> WORK INSTRUCTIONS:
Copy, from the data below, every line that has "cloud" in it.
++++
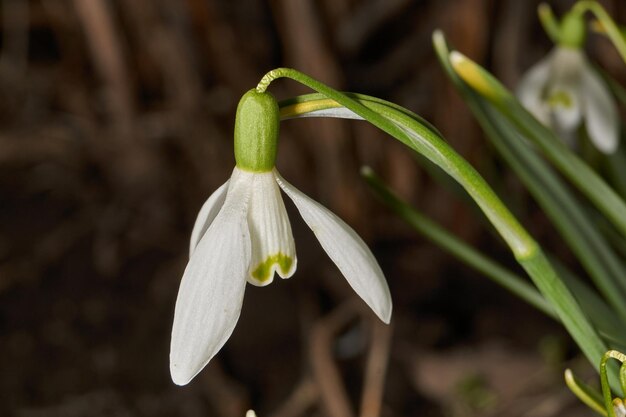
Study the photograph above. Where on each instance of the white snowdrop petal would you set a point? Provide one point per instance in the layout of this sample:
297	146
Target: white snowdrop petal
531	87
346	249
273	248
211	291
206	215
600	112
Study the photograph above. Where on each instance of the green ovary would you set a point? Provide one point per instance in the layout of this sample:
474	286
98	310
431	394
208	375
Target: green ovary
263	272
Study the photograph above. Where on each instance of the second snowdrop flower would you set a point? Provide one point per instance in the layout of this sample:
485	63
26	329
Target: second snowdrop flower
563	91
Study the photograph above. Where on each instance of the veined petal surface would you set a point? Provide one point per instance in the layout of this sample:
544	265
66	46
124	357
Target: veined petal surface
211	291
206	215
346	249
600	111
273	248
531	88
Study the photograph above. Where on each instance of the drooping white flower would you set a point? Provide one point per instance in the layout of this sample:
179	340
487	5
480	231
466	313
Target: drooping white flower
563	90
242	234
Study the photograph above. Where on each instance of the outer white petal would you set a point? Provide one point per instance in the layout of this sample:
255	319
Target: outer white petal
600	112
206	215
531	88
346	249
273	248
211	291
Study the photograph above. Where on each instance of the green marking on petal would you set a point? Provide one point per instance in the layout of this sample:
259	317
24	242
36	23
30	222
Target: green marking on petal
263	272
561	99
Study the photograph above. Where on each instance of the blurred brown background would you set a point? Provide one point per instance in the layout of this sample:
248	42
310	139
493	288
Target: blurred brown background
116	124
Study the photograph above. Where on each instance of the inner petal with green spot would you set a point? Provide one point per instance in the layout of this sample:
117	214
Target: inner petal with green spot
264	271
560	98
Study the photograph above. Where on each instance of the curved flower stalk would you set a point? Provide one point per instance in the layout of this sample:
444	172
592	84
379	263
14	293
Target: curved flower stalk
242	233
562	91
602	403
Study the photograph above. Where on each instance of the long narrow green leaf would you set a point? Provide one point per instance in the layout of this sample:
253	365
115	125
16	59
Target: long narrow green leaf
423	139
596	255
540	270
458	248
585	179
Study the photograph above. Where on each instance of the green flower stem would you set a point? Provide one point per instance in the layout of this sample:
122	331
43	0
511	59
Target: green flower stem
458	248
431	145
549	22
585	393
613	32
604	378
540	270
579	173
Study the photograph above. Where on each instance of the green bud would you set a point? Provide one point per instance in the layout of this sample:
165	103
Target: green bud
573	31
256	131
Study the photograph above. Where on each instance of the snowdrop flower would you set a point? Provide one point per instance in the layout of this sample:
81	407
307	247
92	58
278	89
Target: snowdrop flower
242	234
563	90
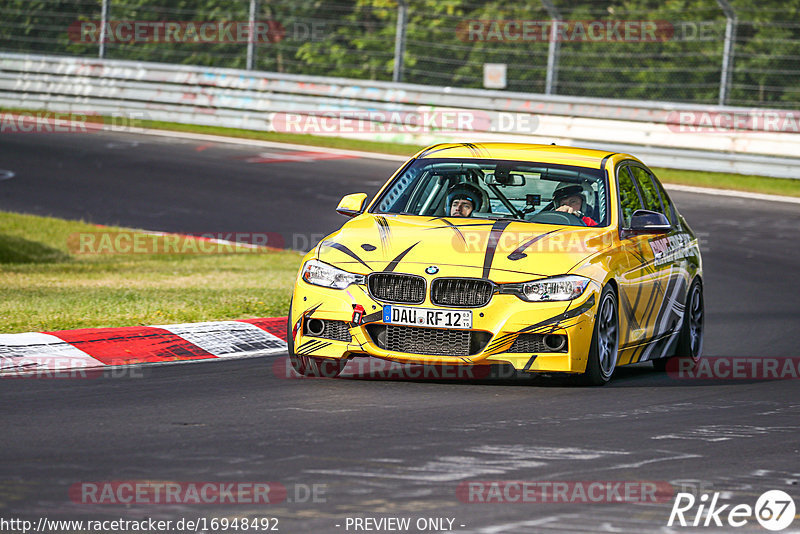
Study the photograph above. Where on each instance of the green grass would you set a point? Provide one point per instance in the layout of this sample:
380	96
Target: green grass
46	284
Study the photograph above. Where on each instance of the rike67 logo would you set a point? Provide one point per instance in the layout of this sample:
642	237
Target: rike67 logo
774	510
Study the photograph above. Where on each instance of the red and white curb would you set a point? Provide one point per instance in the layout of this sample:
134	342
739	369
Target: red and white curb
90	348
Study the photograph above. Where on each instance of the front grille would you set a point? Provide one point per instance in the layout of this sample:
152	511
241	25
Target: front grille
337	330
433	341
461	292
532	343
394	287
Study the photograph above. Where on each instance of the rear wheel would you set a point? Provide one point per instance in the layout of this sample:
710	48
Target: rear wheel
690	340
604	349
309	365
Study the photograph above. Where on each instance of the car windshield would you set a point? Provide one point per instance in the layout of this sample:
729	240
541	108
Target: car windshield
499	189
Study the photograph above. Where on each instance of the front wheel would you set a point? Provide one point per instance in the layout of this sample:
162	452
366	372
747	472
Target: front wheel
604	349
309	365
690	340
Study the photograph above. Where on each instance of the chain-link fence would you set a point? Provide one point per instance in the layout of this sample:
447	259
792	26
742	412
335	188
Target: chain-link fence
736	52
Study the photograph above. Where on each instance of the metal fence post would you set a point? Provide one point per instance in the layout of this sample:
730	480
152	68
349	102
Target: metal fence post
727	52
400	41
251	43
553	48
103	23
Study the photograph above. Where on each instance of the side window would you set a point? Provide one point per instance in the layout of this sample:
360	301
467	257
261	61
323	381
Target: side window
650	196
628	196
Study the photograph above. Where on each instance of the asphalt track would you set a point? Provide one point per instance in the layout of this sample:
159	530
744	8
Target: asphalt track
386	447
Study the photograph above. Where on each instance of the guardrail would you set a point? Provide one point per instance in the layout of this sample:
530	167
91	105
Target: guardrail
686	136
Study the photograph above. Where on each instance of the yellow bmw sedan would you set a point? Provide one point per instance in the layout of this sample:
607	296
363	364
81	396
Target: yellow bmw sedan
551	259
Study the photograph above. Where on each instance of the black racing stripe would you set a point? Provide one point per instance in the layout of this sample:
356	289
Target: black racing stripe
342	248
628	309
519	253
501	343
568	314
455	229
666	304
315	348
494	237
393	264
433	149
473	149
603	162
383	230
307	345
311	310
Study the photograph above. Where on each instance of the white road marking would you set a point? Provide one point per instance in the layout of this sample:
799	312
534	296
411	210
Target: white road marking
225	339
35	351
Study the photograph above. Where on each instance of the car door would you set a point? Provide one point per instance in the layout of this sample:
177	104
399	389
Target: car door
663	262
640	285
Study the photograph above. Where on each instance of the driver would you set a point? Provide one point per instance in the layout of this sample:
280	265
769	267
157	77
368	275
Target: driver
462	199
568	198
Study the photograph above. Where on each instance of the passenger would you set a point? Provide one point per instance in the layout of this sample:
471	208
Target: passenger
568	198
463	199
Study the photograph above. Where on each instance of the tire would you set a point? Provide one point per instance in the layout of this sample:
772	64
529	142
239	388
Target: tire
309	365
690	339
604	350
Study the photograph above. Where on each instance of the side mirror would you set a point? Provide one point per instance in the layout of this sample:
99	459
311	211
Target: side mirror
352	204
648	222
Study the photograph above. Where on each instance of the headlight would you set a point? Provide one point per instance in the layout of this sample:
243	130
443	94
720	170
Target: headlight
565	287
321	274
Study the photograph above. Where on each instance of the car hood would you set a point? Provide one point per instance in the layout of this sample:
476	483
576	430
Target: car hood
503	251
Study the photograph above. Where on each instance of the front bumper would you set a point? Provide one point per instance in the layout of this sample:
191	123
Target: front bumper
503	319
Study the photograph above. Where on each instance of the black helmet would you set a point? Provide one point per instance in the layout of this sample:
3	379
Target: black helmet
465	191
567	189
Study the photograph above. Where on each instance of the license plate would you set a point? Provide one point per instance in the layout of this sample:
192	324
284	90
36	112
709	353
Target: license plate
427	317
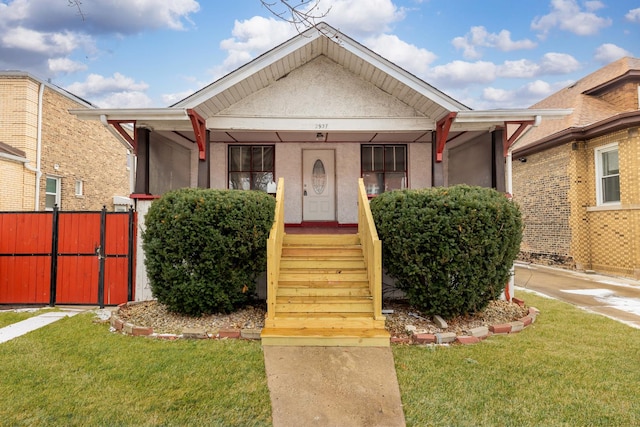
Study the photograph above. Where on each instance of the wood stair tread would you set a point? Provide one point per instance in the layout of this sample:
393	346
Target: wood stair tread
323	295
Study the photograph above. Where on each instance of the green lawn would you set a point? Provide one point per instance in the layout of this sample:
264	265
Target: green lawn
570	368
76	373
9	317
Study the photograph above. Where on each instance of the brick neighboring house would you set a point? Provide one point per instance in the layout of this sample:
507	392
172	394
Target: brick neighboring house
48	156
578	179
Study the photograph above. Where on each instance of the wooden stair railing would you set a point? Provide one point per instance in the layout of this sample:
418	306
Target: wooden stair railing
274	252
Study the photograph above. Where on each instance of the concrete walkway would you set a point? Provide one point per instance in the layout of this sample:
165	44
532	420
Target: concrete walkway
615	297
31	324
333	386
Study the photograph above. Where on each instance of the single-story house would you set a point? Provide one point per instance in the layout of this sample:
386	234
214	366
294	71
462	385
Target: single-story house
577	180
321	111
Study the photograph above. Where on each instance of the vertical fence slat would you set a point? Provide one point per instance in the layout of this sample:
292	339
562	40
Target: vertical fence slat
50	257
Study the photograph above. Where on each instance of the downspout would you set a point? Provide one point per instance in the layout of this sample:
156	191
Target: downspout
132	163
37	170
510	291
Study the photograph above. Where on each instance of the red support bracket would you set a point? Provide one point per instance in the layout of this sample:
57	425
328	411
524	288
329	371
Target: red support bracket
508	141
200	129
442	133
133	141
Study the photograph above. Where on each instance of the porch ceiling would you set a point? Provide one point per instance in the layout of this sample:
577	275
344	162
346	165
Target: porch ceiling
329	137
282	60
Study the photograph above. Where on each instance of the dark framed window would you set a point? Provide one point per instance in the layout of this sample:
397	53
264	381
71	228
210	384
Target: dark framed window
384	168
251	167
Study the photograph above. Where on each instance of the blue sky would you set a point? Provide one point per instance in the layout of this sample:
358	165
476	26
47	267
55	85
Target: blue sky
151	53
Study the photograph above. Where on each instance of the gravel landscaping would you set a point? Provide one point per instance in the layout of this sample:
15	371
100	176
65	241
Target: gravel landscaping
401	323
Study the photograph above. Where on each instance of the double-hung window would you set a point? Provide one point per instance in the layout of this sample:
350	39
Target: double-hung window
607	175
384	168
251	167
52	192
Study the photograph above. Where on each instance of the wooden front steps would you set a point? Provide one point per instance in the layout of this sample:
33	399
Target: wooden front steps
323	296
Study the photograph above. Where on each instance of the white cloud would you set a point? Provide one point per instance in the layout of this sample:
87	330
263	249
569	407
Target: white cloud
++++
> WRITTEN ANSWER:
Study the photograph above. Where on each instance of the white cloud would you set a point? Provide one point per instance in the layout of this sample:
Target: white cloud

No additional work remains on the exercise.